The spiritual development of the Celtic folk soul – Part 15
Ossian’s poems were made famous by James Macpherson[1] who found his Gaelic epic in the 18th century. However, there are doubts as to whether these poems were actually written by Ossian, or whether Europe has become acquainted with the Celts through Macpherson. The verses that Macpherson sent out into the world were wildly popular in his time, appreciated by Goethe and Herder, and had a major influence on German Romanticism. The poems were even compared and praised with the work of Homer. Even Napoleon Bonaparte knew the work and commissioned the painter Ingres to paint the ‘Dream of Ossian’.
The book by Lady Augusta Gregory [2], the woman who first wrote the great Irish sagas in a popular retelling, describes the wonderful story of Ossian’s mother.
The story of the fair deer
During a hunt, Ossian’s father, Fionn of Finn of the Fianna family of Erin (Ireland), meets a fair roe deer that turns into a beautiful woman in the evening. She had rejected a lover, the Dark Druid, who in the past had turned her into a roe deerfor revenge. A servant took pity on her and told her to try to join the circle around the Fianna, so that the Dark Druid would lose his power over her.
In this regard, it is necessary to mention why the Dark Druid lost his power when the roe joined the Fianna clan.
If one wanted to be included in this clan, one had to be initiated. Fianna means ‘landless‘, people without a homeland. The expression ‘landless’ has been a universal concept throughout all times and indicates that we are dealing here with a ‘pupil of a mystery school’.
One who was ‘landless’ broke with their family, with their own clan into which they were born and voluntarily joined the clan of the Fianna.
The binding between the members of the Fianna clan was of a spiritual origin. The Fianna apparently possessed power greater than that of the Dark Druid, hence the roe was referred to that circle.
Then when the deer meets the Fianna, she becomes the beautiful woman she once was. Finn gives her his love, even foreswears the hunt, and takes her as his wife.
One day when her husband is absent, his wife disappears again. Finn searches for her for seven years without ever seeing his beloved wife again. At a certain point, he meets a naked youth, found by his dogs. The boy, who is very beautiful, cannot speak, and Finn recognizes his wife’s features in him. He takes the boy with him and when he can speak, he tells a curious story. The boy had been raised by a roe deer and he loved her very much. Sometimes a man would come and talk to the deer, but the deer always kept aloof from him. Then the man became furious and one day he beat her with a hazel rod so that she was forced to follow him. The boy wanted to follow her, but couldn’t move. The deer watched him with tears of sorrow. He was left in the forest wailing with anger and frustration and lost his senses until Finn’s dogs found him and he awoke.

====================

List of tasks:
1 – Answer from the Ossian passage:
(a) Which painter did Napoleon Bonaparte commission to paint the 'Dream of Ossian'?
(b) What does the name Fianna mean?
(c) For how many years does Finn search for his missing wife?
2 – Write out the section of the Ossian passage starting with "One who was" and going on through "as his wife.".
The material after this isn't needed.

Raw data:

====================

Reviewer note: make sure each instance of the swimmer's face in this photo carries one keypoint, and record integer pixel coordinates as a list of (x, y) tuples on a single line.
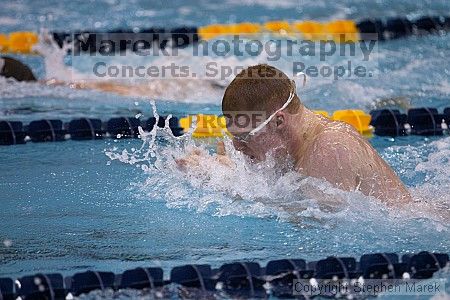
[(258, 145)]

====================

Results:
1 –
(a) Ingres
(b) 'Landless'
(c) Seven years

2 –
One who was ‘landless’ broke with their family, with their own clan into which they were born and voluntarily joined the clan of the Fianna.
The binding between the members of the Fianna clan was of a spiritual origin. The Fianna apparently possessed power greater than that of the Dark Druid, hence the roe was referred to that circle.
Then when the deer meets the Fianna, she becomes the beautiful woman she once was. Finn gives her his love, even foreswears the hunt, and takes her as his wife.